### Exercise prompt
In the records below, copy every line verbatim from the line containing "Annotate suit jacket sleeve" through the last line of the records, inclusive. Omit the pictures from your output.

--- start ---

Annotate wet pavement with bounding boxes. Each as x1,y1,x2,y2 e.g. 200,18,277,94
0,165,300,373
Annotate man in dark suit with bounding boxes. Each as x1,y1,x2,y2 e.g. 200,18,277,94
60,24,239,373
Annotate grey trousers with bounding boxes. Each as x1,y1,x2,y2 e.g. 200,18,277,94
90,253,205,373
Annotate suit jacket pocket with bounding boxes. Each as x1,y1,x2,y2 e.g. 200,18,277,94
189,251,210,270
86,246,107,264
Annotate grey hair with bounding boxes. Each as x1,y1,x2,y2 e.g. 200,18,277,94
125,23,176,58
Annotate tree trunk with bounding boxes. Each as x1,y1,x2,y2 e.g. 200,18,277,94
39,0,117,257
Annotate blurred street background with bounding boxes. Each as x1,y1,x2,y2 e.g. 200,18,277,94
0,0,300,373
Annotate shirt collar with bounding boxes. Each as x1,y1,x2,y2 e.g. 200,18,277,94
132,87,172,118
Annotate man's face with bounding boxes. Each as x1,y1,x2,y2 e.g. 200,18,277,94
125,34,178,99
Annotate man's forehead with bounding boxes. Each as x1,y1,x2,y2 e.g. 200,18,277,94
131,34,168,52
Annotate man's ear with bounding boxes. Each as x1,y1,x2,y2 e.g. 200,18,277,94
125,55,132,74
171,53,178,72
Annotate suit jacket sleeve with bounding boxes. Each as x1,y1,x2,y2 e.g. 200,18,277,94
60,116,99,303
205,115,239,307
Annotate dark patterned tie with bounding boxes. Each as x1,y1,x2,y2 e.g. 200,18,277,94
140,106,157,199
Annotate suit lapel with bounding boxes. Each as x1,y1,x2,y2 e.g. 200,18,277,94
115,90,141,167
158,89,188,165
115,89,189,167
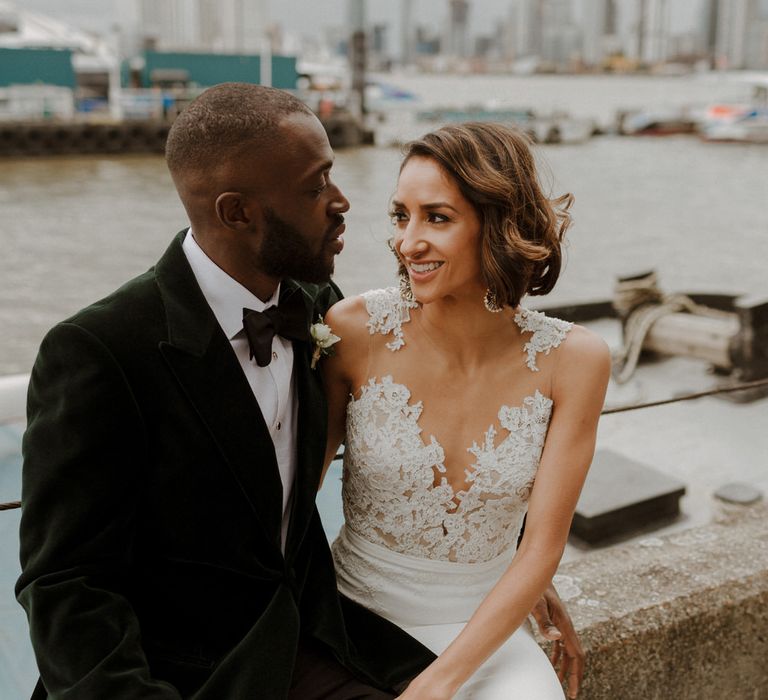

--- end ---

### Written reply
Annotate suit jacket sleeve with bounding boxes. Each as x1,y1,x2,y2 e.g. 200,18,277,94
60,116,99,303
205,115,239,307
Annotate dark patterned tie with bounding boxes. Each as x1,y1,x2,y2 e.g. 200,18,277,94
140,106,157,199
Annotate suit lapel with bounding boxes. Each as x1,y1,x2,y2 e.g. 200,18,277,94
115,90,141,167
158,89,188,165
115,89,189,167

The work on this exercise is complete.